__TASK__. Find each line below that includes "jacket", then copy it.

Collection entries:
=====

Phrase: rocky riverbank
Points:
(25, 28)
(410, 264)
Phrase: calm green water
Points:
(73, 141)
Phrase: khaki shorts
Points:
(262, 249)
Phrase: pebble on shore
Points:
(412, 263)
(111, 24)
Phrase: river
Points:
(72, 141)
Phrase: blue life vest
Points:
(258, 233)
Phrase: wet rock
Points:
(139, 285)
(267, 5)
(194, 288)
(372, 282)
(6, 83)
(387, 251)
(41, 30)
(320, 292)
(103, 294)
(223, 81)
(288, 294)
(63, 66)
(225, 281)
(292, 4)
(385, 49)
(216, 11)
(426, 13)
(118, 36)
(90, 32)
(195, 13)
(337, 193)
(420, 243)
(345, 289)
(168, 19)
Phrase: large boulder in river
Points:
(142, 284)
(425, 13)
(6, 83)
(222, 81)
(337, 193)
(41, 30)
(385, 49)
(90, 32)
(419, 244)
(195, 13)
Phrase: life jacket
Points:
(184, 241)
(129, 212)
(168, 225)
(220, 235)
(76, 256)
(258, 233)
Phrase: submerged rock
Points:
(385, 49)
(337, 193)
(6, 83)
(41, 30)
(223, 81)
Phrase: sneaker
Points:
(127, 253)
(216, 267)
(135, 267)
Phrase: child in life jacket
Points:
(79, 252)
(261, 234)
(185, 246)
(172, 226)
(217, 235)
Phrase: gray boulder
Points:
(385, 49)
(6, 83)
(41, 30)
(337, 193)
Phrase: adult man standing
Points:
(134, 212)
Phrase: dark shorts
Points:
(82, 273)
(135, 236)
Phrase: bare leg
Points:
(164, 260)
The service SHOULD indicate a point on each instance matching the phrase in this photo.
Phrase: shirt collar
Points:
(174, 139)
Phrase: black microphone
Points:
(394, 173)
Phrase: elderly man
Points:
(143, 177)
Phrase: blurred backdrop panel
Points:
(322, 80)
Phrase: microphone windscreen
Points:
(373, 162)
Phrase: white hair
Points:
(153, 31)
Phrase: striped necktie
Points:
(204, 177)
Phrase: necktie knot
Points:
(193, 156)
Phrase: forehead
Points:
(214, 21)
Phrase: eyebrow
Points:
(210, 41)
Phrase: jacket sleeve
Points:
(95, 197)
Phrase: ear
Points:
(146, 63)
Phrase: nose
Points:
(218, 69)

=====

__REPLY TO THE EXERCISE__.
Phrase: life jacket
Phrase: child in life jacket
Phrase: jacket sleeve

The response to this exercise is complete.